(Text shown):
━━━━━━━━━━
In the Liverpool Journal's account, Charlotte's name and a description of her garb headed the list. As Claude Melnotte, her "gallant bearing attracted much notice and many jests." Later, she appeared costumed for two other roles, while "the beautiful Miss Susan Cushman" came dressed as a French marchioness, "her dress being of the most recherché kind." Another prominent guest, Geraldine Jewsbury, came as a Spanish Lady, and various Muspratt women were Turks, Greeks, Cracovians, and flower girls. Several "old English gentlemen" sported buckled shoes, powdered wigs, and cocked hats.
During the dancing, "an obstinate bachelor of our acquaintance," remarked the Journal, "declared he never felt himself in so much 'danger' before."36 If the obstinate bachelor was Sheridan Muspratt, his defenses were down before the evening was over. If his engagement to Susan was not accomplished that night, it was formally sealed soon after.
During her run at the Adelphi, Charlotte Cushman could give the swains of Liverpool food for thought, said the Mercury. As the love-impassioned Claude Melnotte, she made "love-making, as practiced by the other sex, appear a very stale, flat, and unprofitable affair."37 As for Susan's Pauline, the pride with which she surveyed her prince, her burst of rage, scorn, and despair on discovering his terrible trick was given "with beautiful effect."
Before leaving Liverpool, Charlotte enjoyed a reunion that eleven years before would have seemed like the wildest dream. Mary Ann Wood had come out of retirement to sing at a concert, and Charlotte's meeting with her at the concert hall rekindled their old friendship and gave her a long-awaited opportunity to say thank you for the early confidence and advice to keep "practicing steadily,"38 those distant years in Boston. And she took a fiendish delight in rejecting another offer from Macready, who had expressed "a very great desire"39 to have her play with him at the Princess's.
━━━━━━━━━━
(Provided information):
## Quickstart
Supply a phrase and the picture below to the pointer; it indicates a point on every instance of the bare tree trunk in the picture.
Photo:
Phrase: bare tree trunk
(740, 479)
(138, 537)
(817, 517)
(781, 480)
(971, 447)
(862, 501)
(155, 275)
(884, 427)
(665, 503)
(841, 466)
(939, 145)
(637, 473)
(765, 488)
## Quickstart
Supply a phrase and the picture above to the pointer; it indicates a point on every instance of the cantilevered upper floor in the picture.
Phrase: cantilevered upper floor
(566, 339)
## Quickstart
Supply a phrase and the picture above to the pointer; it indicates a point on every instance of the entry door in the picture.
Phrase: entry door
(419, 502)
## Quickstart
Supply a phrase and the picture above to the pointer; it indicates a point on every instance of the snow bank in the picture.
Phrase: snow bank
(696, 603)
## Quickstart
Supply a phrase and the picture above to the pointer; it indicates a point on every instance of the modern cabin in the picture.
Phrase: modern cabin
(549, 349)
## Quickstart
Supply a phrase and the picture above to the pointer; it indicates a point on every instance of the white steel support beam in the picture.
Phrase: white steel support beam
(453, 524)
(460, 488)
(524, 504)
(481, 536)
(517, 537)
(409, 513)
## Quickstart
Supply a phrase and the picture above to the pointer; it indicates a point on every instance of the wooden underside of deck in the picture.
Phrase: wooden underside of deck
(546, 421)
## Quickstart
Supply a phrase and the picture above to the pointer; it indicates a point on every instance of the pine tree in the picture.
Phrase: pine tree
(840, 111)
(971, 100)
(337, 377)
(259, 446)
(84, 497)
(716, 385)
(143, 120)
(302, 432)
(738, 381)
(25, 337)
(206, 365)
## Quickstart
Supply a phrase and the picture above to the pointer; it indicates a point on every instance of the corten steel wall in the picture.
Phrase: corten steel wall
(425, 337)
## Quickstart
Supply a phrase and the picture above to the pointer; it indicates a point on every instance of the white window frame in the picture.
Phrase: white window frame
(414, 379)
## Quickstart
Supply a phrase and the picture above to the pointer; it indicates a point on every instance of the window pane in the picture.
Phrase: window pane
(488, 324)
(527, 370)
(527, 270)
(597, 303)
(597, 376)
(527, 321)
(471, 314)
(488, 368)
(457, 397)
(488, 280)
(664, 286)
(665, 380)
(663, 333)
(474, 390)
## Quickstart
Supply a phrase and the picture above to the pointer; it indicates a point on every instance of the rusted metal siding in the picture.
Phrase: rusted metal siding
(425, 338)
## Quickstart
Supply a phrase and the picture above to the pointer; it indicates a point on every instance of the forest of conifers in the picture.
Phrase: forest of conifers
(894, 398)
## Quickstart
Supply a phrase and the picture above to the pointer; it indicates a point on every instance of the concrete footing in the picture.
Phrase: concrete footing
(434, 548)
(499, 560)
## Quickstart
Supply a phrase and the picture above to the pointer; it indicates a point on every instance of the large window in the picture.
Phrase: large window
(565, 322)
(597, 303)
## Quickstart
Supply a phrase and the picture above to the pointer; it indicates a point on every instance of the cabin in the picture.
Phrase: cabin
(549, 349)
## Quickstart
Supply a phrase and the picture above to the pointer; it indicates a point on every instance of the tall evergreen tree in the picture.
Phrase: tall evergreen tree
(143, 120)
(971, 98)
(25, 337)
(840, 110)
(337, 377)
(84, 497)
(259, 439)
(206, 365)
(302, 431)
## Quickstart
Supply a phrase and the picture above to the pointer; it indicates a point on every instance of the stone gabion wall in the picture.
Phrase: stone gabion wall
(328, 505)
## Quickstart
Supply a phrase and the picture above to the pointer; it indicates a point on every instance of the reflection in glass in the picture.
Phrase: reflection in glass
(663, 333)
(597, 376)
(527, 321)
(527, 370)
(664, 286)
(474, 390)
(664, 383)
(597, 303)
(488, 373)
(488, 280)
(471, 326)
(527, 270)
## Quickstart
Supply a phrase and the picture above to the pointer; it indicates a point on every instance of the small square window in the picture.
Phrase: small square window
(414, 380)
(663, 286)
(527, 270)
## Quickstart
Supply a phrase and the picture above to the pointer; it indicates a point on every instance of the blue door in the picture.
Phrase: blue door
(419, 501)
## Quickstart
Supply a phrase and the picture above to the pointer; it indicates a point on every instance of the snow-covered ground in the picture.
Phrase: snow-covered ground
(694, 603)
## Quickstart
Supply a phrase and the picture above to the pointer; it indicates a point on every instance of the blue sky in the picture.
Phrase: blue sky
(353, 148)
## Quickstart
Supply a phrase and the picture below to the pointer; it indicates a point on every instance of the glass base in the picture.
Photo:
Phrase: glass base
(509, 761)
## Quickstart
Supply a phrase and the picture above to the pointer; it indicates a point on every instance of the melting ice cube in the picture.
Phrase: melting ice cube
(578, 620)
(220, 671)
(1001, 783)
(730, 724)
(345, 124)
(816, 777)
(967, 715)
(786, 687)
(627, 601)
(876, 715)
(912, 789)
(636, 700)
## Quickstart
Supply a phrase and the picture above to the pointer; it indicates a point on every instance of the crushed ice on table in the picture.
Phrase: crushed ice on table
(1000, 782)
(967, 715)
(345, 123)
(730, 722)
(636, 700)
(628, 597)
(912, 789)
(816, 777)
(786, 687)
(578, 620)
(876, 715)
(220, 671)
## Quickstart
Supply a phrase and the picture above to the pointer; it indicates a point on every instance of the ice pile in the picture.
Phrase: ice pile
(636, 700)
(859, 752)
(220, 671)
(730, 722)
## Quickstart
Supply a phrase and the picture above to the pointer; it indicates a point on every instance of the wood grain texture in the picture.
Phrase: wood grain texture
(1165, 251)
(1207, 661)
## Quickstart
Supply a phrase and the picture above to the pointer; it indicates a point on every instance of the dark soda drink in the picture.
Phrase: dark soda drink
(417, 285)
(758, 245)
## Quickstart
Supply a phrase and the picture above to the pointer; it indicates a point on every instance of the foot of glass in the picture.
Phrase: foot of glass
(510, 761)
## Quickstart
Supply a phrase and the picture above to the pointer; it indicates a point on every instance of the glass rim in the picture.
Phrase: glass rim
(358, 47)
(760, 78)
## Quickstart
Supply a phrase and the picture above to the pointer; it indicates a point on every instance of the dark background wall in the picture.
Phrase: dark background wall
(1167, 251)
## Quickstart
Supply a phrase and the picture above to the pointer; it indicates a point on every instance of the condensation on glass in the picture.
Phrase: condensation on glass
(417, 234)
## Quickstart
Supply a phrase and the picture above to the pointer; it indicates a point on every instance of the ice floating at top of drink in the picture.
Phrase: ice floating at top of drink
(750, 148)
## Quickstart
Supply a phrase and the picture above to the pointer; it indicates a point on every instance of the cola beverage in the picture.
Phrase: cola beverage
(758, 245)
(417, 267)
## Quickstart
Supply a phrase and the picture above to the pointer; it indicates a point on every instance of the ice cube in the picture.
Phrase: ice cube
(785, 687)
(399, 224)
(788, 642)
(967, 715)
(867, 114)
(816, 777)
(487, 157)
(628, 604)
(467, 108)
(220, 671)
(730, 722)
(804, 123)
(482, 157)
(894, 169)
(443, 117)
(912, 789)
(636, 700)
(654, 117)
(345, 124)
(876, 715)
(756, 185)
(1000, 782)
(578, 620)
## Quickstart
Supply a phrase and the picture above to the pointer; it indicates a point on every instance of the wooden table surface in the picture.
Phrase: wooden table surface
━━━━━━━━━━
(Assignment):
Please answer these questions about the text on Charlotte Cushman in Liverpool:
1. What did Geraldine Jewsbury come dressed as?
2. Which paper said Charlotte Cushman could give the swains of Liverpool food for thought?
3. Who came out of retirement to sing at a concert?

(Written response):
1. A Spanish Lady.
2. The Mercury.
3. Mary Ann Wood.